- **Task to carry out**: Count the lines in the entries below that contain the string "positive", and give only the number.

- **Data supplied**:

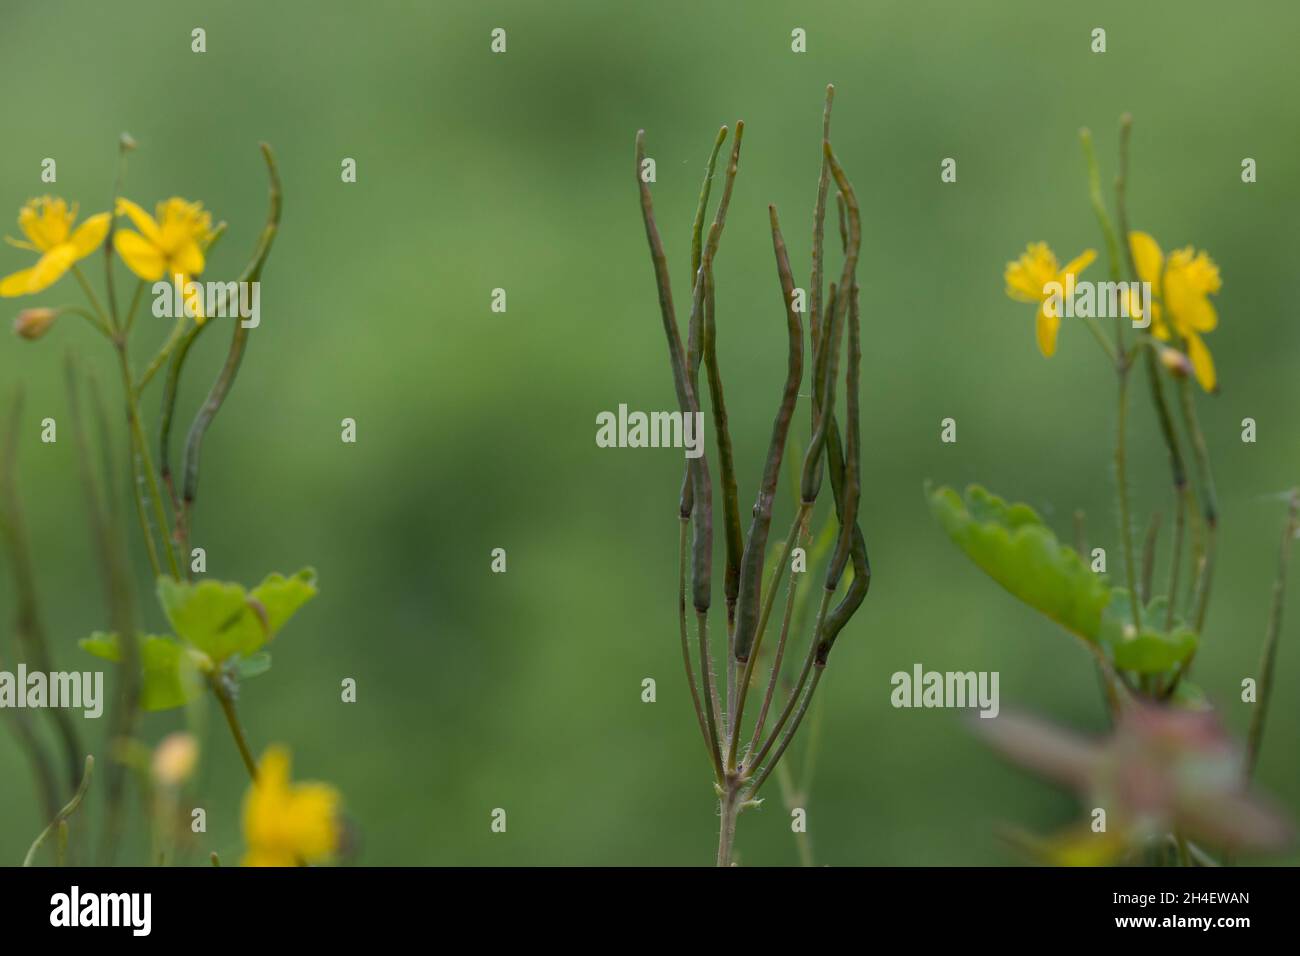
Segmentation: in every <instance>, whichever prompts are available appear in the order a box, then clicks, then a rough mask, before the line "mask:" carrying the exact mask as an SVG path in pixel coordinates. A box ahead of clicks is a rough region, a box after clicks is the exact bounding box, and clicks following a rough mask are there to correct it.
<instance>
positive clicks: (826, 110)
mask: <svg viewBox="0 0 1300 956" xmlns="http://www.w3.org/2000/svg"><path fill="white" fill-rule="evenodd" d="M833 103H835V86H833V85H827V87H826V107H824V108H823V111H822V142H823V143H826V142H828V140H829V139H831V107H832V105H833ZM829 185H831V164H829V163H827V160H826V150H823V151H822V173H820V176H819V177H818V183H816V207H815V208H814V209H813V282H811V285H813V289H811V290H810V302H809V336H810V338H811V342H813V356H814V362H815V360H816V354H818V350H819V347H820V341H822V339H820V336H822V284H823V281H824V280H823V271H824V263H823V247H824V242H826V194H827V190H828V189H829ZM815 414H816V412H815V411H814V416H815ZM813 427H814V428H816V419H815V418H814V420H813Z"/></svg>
...
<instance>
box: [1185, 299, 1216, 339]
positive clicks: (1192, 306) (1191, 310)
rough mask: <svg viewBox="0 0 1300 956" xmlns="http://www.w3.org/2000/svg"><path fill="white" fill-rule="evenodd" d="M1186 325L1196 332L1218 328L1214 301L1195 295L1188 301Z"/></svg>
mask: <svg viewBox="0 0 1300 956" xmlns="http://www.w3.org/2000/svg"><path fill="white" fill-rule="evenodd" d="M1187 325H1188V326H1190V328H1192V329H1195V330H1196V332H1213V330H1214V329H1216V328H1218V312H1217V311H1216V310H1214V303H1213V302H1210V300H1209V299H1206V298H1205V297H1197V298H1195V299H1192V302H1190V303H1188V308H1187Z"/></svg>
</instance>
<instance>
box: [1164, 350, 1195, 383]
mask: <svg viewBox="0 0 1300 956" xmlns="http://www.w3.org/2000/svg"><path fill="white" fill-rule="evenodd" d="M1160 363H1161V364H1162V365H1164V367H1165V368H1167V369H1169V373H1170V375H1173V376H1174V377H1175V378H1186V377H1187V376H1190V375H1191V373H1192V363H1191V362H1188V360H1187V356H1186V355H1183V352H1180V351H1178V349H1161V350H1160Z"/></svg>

- **Exercise result**: 2